What to produce: Select every line in the listing that contains the word "noun", and copy each one. Case counts.

Data provided:
* Begin *

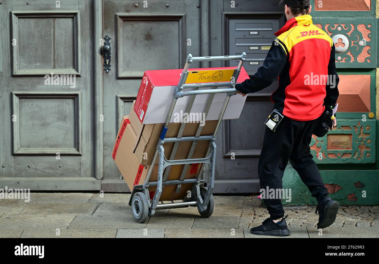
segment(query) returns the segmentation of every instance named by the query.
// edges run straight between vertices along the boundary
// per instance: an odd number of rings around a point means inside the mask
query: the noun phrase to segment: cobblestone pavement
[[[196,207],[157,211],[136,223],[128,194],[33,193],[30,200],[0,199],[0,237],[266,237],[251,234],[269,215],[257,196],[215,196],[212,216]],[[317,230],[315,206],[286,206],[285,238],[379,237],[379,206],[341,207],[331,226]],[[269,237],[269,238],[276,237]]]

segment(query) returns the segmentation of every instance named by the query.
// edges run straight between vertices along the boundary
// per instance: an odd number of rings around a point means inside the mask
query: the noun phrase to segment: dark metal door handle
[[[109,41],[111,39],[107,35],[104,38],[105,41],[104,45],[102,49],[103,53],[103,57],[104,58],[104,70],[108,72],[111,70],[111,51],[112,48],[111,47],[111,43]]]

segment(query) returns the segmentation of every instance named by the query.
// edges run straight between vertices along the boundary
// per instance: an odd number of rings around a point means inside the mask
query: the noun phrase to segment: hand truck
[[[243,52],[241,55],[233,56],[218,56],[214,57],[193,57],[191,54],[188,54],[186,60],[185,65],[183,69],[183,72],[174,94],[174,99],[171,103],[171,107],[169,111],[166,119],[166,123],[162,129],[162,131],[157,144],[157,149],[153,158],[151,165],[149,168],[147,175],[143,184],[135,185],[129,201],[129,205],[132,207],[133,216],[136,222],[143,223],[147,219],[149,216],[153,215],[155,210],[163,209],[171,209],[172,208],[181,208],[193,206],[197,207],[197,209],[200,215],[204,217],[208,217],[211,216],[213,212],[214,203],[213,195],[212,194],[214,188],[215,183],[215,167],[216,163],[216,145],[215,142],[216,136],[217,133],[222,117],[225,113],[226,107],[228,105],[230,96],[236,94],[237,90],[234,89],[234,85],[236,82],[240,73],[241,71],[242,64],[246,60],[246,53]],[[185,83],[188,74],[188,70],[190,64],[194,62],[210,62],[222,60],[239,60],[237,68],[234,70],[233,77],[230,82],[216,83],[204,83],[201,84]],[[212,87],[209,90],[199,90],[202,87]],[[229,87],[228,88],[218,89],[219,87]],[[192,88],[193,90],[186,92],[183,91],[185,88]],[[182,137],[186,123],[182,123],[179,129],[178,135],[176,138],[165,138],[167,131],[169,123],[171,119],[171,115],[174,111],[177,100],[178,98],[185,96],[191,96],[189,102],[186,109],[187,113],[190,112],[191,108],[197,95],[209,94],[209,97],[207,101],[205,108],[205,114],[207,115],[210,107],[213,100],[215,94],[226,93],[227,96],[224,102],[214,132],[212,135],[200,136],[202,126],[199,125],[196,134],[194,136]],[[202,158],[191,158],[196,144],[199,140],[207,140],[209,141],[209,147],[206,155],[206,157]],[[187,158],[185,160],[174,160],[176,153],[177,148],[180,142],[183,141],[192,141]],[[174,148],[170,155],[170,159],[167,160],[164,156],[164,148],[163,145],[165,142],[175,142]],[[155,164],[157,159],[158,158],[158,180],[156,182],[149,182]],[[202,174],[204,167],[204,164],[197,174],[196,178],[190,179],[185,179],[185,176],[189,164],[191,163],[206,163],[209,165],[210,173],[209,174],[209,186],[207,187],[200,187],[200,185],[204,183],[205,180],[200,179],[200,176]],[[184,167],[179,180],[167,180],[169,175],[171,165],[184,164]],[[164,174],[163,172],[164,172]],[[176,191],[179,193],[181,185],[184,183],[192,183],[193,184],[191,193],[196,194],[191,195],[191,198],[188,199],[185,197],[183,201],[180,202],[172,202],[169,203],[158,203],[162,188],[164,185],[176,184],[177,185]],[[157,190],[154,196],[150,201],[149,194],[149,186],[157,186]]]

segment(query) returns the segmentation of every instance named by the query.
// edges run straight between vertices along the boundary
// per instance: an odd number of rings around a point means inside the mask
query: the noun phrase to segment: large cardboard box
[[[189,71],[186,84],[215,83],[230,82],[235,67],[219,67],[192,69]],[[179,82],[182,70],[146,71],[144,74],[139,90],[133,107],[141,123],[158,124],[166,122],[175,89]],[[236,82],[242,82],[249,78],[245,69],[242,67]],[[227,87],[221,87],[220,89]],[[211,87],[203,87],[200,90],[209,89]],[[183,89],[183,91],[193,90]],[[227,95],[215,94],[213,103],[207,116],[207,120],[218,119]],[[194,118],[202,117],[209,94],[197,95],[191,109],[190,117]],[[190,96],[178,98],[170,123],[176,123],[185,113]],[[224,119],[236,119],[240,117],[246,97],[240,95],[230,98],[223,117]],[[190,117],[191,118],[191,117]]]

* End *

Exercise result:
query: the noun phrase to segment: cobblestone pavement
query: the noun phrase to segment: dark metal door handle
query: the noun phrase to segment: hand truck
query: the noun phrase to segment: large cardboard box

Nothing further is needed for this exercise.